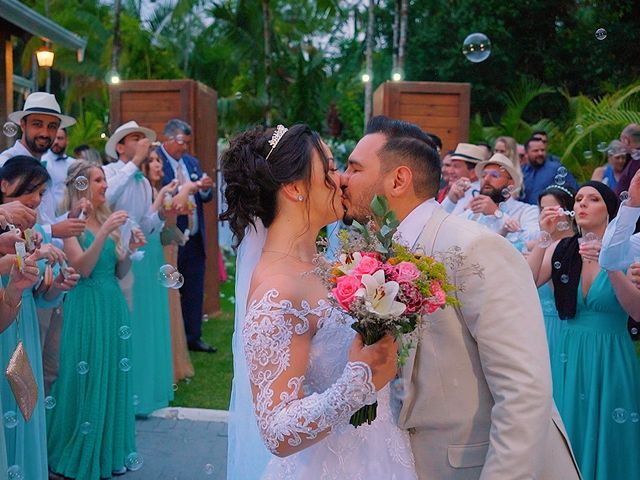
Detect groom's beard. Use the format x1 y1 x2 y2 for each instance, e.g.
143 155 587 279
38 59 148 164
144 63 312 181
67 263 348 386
342 184 378 225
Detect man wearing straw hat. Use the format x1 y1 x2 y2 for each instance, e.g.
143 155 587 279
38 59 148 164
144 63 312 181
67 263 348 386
442 143 485 215
464 153 539 238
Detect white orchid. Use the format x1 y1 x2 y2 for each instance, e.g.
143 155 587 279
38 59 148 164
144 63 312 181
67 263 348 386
338 252 362 275
356 270 407 317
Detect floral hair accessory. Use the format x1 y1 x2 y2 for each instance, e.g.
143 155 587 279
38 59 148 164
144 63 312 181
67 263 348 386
265 125 289 160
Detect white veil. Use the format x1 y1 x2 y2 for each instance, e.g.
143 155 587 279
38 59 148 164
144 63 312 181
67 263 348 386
227 219 272 480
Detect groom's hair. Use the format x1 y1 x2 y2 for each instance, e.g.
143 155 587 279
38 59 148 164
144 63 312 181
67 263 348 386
366 115 442 199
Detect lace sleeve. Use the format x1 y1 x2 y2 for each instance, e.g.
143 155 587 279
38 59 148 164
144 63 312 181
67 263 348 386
243 290 376 456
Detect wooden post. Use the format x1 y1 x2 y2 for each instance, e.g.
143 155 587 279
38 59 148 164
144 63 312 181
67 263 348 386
0 21 13 152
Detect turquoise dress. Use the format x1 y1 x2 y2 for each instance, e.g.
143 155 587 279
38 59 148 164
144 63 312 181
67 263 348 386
551 270 640 480
538 281 563 357
47 230 135 480
131 232 173 415
0 225 62 479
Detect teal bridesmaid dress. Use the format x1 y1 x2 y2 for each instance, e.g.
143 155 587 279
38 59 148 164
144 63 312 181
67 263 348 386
0 225 62 479
131 232 173 416
551 270 640 480
47 230 137 479
538 281 564 357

_ _ _ _ _

Task goal. Count the lines in the items above that contain the word "dress". Reply with the number only.

Complete answer. 2